▸ **What to produce**
Write out every line of the material as it stands, apart from the pictures.

▸ **Records shown**
-.-.-
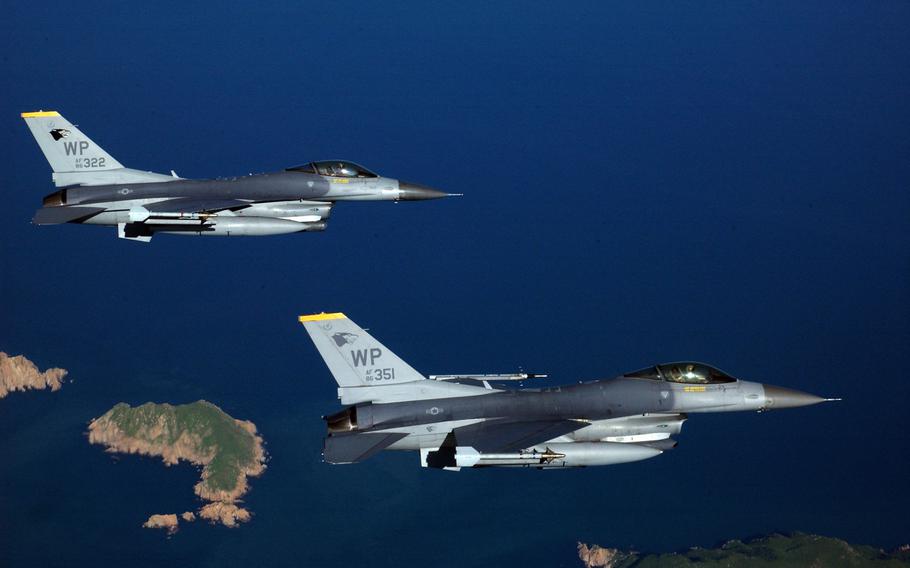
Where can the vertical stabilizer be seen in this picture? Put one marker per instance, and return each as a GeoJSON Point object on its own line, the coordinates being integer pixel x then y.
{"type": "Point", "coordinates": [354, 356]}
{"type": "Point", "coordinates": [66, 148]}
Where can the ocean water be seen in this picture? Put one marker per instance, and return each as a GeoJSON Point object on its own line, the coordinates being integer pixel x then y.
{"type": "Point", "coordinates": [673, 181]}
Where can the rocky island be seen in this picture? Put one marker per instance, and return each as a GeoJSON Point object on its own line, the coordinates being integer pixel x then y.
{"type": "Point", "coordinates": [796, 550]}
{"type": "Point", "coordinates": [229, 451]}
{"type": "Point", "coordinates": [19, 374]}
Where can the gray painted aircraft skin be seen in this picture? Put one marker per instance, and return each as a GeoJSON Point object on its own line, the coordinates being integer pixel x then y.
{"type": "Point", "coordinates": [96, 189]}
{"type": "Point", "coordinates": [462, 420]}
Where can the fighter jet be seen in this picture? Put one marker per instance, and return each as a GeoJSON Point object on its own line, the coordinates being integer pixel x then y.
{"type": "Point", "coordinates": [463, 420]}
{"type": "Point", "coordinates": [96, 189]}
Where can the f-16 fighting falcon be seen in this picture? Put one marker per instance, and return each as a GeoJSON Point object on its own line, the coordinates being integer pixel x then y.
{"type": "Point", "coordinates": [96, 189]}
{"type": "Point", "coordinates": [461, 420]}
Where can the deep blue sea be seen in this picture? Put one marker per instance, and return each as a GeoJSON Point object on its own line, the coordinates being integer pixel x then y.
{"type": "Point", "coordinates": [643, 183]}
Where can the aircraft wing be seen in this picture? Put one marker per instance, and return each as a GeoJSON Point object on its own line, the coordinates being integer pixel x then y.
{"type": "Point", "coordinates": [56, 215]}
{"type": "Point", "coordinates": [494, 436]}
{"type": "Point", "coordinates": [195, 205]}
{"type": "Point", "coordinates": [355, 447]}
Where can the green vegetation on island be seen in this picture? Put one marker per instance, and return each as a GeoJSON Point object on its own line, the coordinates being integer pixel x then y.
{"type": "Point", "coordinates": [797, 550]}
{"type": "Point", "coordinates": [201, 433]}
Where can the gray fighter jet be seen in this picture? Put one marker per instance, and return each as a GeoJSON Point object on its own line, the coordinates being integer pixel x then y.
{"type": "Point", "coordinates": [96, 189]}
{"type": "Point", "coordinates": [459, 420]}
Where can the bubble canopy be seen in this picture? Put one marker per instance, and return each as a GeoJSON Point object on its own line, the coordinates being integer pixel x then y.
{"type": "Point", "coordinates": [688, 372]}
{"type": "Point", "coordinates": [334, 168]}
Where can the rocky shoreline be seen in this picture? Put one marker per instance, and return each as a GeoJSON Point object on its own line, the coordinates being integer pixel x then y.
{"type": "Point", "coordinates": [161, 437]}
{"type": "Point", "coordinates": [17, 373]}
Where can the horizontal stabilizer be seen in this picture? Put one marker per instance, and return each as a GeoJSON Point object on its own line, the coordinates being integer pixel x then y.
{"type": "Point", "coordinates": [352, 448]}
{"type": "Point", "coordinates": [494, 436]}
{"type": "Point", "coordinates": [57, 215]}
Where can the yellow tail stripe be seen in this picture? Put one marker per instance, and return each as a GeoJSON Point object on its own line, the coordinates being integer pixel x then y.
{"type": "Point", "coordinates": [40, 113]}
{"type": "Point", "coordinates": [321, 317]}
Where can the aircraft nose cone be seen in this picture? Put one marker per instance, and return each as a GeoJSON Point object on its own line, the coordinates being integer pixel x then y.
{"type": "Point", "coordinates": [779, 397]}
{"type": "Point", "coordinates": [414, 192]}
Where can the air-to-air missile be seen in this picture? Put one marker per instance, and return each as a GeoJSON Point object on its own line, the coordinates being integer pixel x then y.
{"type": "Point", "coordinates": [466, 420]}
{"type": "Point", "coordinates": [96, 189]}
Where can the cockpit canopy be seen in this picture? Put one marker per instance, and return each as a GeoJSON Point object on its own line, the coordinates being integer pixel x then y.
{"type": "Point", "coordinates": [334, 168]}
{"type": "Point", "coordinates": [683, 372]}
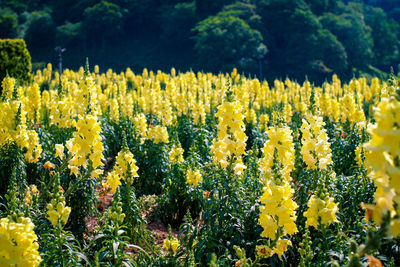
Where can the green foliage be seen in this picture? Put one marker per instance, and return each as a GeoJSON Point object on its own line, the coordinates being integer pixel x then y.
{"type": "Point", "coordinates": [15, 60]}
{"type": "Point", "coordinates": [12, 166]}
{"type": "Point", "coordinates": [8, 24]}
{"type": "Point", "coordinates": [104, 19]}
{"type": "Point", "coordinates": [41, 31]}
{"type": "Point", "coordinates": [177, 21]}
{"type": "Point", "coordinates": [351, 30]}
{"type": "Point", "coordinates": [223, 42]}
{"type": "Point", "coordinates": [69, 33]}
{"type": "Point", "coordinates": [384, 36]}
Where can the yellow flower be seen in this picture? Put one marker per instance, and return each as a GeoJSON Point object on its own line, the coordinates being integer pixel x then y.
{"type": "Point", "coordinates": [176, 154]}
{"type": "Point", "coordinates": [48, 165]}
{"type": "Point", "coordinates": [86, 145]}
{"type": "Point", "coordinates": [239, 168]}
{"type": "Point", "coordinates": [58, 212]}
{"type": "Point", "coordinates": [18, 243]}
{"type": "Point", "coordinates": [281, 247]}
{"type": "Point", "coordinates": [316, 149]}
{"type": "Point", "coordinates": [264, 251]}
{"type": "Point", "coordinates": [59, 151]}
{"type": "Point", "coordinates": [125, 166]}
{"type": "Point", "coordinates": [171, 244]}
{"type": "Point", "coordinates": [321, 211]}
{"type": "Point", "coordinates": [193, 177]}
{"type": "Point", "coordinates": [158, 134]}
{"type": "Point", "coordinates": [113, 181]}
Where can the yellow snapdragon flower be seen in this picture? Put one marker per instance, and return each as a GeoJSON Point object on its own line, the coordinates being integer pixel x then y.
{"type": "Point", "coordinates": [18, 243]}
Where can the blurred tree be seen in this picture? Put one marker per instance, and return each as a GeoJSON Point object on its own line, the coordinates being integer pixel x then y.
-.-.-
▸ **Answer to the task**
Where can the vertical stabilizer be seen in this picture? Put one marker per instance, and return each as a GeoJSON Point object on its own line, the coordinates being integer pixel x then y.
{"type": "Point", "coordinates": [354, 356]}
{"type": "Point", "coordinates": [66, 148]}
Where can the ocean water be seen in this picture? Put one marker per instance, and return each as a GeoJSON Point object on its own line, the coordinates being integer pixel x then y.
{"type": "Point", "coordinates": [673, 181]}
Where can the rocky island be seen in this picture? Put one marker per instance, and return each as a GeoJSON Point object on its own line, the coordinates being integer pixel x then y.
{"type": "Point", "coordinates": [796, 550]}
{"type": "Point", "coordinates": [229, 451]}
{"type": "Point", "coordinates": [19, 374]}
Where can the gray painted aircraft skin be seen in this picture? Put one marker per instance, and return each as a GeoJSON Point object on its own line, the coordinates being integer pixel x then y.
{"type": "Point", "coordinates": [96, 189]}
{"type": "Point", "coordinates": [462, 420]}
Where can the fighter jet be seen in this picture? Put one marker per instance, and return each as a GeoJSON Point object on its own line, the coordinates being integer pixel x then y.
{"type": "Point", "coordinates": [463, 420]}
{"type": "Point", "coordinates": [96, 189]}
Where can the f-16 fighting falcon be seen in this picture? Put one marker per instance, and return each as a GeoJSON Point object on its own line, the coordinates being integer pixel x then y.
{"type": "Point", "coordinates": [96, 189]}
{"type": "Point", "coordinates": [461, 420]}
Where can the deep blue sea be seen in this picture? Put one marker per instance, and return each as a GeoJSON Point object on its own line, the coordinates being integer pixel x then y.
{"type": "Point", "coordinates": [643, 183]}
Where can the aircraft wing be seen in this picture? Put one marker per instance, and return each as a GeoJSON Point object on its own line, the coordinates being integer pixel x then y.
{"type": "Point", "coordinates": [56, 215]}
{"type": "Point", "coordinates": [494, 436]}
{"type": "Point", "coordinates": [195, 205]}
{"type": "Point", "coordinates": [355, 447]}
Where can the green vegetation on island be seen in this picture? Put one marker per instance, and return each as a GeoJSON Point object on its own line, the coordinates being integer pixel x then y.
{"type": "Point", "coordinates": [797, 550]}
{"type": "Point", "coordinates": [201, 433]}
Where can the gray fighter jet be seen in this picture? Put one marker per instance, and return each as a GeoJSON Point object on its own line, the coordinates being integer pixel x then y.
{"type": "Point", "coordinates": [96, 189]}
{"type": "Point", "coordinates": [459, 420]}
Where can the bubble canopy be seen in this picture? Put one marker per instance, and return each as a GeoJSON Point object on its own line, the coordinates being integer pixel x then y.
{"type": "Point", "coordinates": [688, 372]}
{"type": "Point", "coordinates": [334, 168]}
Where can the rocky shoreline be seen in this picture? Put one marker per instance, and return each as a GeoJSON Point object on its own line, the coordinates being integer pixel x then y.
{"type": "Point", "coordinates": [161, 437]}
{"type": "Point", "coordinates": [17, 373]}
Where can the horizontal stabilizer be seen in this picture? Put one marker per instance, and return each as a GeoJSON Point object on its own line, the coordinates being integer pixel x then y.
{"type": "Point", "coordinates": [352, 448]}
{"type": "Point", "coordinates": [494, 436]}
{"type": "Point", "coordinates": [57, 215]}
Where can the yellow tail stripe be seen in this picture? Put one marker per instance, and return each as a GeoJSON Point object on its own line, the coordinates being integer pixel x then y.
{"type": "Point", "coordinates": [40, 113]}
{"type": "Point", "coordinates": [321, 317]}
Where can the aircraft nose cone be seen in this picture? Put one marker per instance, and return each as a GeoJSON Point object on its own line, the coordinates being integer pixel x then y.
{"type": "Point", "coordinates": [779, 397]}
{"type": "Point", "coordinates": [414, 192]}
Where can the air-to-air missile be seen in this picture? Put one marker per instance, and return each as a GeoJSON Point object on its own line, the coordinates being integer pixel x then y.
{"type": "Point", "coordinates": [466, 420]}
{"type": "Point", "coordinates": [96, 189]}
Where can the cockpit canopy be seen in this picture? Put one marker per instance, and return each as a GeoJSON Point object on its own line, the coordinates being integer pixel x then y.
{"type": "Point", "coordinates": [334, 168]}
{"type": "Point", "coordinates": [683, 372]}
Where can the green foliage be seen in this picture? Put one marker per instance, and return each as a GeoJSON Point object on its own line, the coordinates being integer pixel x then y.
{"type": "Point", "coordinates": [15, 60]}
{"type": "Point", "coordinates": [12, 166]}
{"type": "Point", "coordinates": [8, 24]}
{"type": "Point", "coordinates": [104, 19]}
{"type": "Point", "coordinates": [41, 31]}
{"type": "Point", "coordinates": [177, 21]}
{"type": "Point", "coordinates": [351, 30]}
{"type": "Point", "coordinates": [223, 42]}
{"type": "Point", "coordinates": [69, 33]}
{"type": "Point", "coordinates": [384, 36]}
Where can the yellow flower be seen in this picture? Put one marker per instance, and return each as a GeoJSON Point object on its own line, the coordinates being integer pixel x then y.
{"type": "Point", "coordinates": [176, 154]}
{"type": "Point", "coordinates": [48, 165]}
{"type": "Point", "coordinates": [86, 145]}
{"type": "Point", "coordinates": [239, 168]}
{"type": "Point", "coordinates": [58, 212]}
{"type": "Point", "coordinates": [18, 243]}
{"type": "Point", "coordinates": [281, 247]}
{"type": "Point", "coordinates": [316, 149]}
{"type": "Point", "coordinates": [264, 251]}
{"type": "Point", "coordinates": [59, 151]}
{"type": "Point", "coordinates": [125, 166]}
{"type": "Point", "coordinates": [171, 244]}
{"type": "Point", "coordinates": [321, 211]}
{"type": "Point", "coordinates": [193, 177]}
{"type": "Point", "coordinates": [158, 134]}
{"type": "Point", "coordinates": [113, 181]}
Where can the yellow snapdragon flower be seen in this picture? Put one marker per instance, and return each as a GeoJSON Point object on its own line, the coordinates being integer pixel x then y.
{"type": "Point", "coordinates": [18, 243]}
Where can the blurred tree be seen in this picture? Put one marker per instance, and return each as a GeoJSON Point object on its own line, the coordinates being integer pixel x then y.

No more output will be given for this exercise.